>> Begin

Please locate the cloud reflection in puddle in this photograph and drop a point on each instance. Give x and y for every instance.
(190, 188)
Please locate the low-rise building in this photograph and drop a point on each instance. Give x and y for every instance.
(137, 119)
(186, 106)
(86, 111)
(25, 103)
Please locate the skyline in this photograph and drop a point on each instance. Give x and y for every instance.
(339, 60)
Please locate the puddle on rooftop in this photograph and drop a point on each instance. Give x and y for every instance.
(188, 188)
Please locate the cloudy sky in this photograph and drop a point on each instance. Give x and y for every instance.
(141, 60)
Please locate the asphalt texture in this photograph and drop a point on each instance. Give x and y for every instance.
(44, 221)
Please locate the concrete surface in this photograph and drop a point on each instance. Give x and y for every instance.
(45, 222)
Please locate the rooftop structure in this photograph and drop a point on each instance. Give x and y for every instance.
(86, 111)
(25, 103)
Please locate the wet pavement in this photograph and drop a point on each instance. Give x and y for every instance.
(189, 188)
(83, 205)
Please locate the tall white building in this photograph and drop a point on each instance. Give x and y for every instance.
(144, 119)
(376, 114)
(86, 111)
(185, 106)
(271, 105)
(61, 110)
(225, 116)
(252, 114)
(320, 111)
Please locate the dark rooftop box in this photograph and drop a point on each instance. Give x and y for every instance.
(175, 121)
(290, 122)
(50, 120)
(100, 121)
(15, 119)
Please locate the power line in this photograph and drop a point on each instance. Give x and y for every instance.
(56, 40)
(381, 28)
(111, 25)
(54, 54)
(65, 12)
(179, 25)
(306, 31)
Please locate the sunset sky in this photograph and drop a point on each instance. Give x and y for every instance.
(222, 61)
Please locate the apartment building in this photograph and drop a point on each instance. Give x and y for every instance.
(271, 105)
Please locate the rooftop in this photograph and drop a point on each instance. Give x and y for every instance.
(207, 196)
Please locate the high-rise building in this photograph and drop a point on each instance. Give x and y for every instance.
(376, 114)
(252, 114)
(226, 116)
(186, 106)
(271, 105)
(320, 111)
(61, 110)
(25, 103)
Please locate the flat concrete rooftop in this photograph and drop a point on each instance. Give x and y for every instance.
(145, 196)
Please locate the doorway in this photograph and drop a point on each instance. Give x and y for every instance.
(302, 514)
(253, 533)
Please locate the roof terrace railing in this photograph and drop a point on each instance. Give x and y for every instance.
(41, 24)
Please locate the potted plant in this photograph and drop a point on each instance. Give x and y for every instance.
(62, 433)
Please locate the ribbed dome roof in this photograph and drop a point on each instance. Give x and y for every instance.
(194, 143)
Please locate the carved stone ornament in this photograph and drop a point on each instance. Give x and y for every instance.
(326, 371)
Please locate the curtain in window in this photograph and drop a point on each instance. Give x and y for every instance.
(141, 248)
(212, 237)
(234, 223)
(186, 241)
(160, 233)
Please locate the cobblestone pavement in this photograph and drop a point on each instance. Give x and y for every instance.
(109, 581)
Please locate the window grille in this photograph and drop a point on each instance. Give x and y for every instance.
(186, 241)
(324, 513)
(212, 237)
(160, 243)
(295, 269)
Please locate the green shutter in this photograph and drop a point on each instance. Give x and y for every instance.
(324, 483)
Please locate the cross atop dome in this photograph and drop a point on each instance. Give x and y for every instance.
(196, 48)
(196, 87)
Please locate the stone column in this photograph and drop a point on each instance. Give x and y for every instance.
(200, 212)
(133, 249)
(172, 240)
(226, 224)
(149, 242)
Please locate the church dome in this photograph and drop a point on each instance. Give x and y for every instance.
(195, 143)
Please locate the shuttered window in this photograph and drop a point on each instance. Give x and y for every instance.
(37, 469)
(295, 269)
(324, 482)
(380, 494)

>> End

→ **What the task asks**: Write out all records exactly, keeping every detail.

→ **Expected output**:
Please locate the cloud reflection in puddle in this photograph and drop a point on each instance. Give x and y for every instance.
(190, 188)
Please locate the low-rise building in this photograph and drop a point on each instance. Give x and y for every instance.
(137, 119)
(186, 106)
(86, 111)
(25, 103)
Please locate the skyline in this photograph and drop a point on each instance. Give x and y for every instance.
(339, 60)
Please locate the puddle on rooftop in this photograph and drop a point on each instance. Give x and y for every instance.
(188, 188)
Please locate the cloudy sky in this photograph and drop a point on each instance. Give x and y for every instance.
(141, 60)
Please locate the asphalt texture in this photograph and drop a point on each instance. Give x and y for every instance.
(44, 221)
Please locate the concrete surface in this photograph and drop a point on each instance. Give x and y for every instance.
(45, 222)
Please locate the rooftop structure in this photograph and drop a point on each instance. Give x and y for every instance.
(86, 111)
(25, 103)
Please locate the wet pavement in this photograph and drop a point on each instance. Give x and y for every instance.
(189, 188)
(83, 205)
Please locate the tall white building in this photograph and drop a point on each instance. Give x and y for every instance.
(144, 119)
(376, 114)
(86, 111)
(185, 106)
(271, 105)
(61, 110)
(225, 116)
(252, 114)
(320, 111)
Please locate the dark rooftop box in this photograph and drop a point on each instance. Give x and y for every instance.
(175, 121)
(290, 122)
(50, 120)
(100, 121)
(15, 119)
Please locate the power line in this photograph and drop a point on each instance. Give x and y for every instance.
(56, 40)
(381, 28)
(111, 25)
(54, 54)
(65, 12)
(179, 25)
(306, 31)
Please locate the sunset sky in this photograph and drop a point on each instance. Give x and y for every instance.
(222, 61)
Please locate the apartment building in this photograph and drop a point on each instance. Give x and y for every instance.
(271, 105)
Please locate the rooftop in this photograph and drop a point on each instance. Give x and y for every instance.
(207, 196)
Please locate the high-rise building in this photograph and drop a point on each instance. Give x and y for every instance.
(376, 114)
(252, 114)
(226, 116)
(186, 106)
(271, 105)
(320, 111)
(61, 110)
(25, 103)
Please locate the flat concrete rooftop in this photograph and drop a point on each instance. Give x and y for every instance.
(145, 196)
Please locate the doorway in this photograph and drop a point on each instance. Give x and y for every instance.
(302, 514)
(253, 533)
Please locate the roof terrace railing in this photograph and drop a point on each instance. Give x and y for every instance.
(41, 24)
Please locate the potted plant in this photograph and drop a point on each instance. Give x and y for every instance.
(62, 433)
Please locate the ribbed dome roof in this photograph and drop a point on each instance. Give x and y for every instance.
(194, 143)
Please locate the carved stone ornament in this photograph and drop a point on each instance. Give x and y for every instance.
(326, 371)
Please locate the curtain in window in this photograph and drop a point on each instance. Give x and y for every instance.
(141, 248)
(212, 237)
(234, 223)
(186, 241)
(160, 233)
Please locate the cobblestone pavement in this photograph and drop a point on each instance. Give x and y for every instance.
(109, 581)
Please locate the window grille in this photograph and drop a point on each instance. Give x and y for every instance.
(186, 241)
(324, 513)
(212, 237)
(160, 243)
(295, 269)
Please locate the green shutter in this photograph and drop a point on each instance. Give x and y for every instance.
(324, 483)
Please locate the cross atop dome in this photograph and drop a point on each instance. Give x and y for every instance.
(196, 48)
(196, 87)
Please locate the stone column in this photograph and drop a point on each instance. Give x and y for every instance.
(200, 212)
(133, 249)
(172, 240)
(226, 224)
(149, 242)
Please locate the church dome in this photograph and drop a point on each instance. Give x and y for every instance.
(195, 143)
Please locate the shuttered window in this photograph and drop a point on each instance. Give x and y for every instance.
(37, 469)
(295, 269)
(324, 482)
(380, 494)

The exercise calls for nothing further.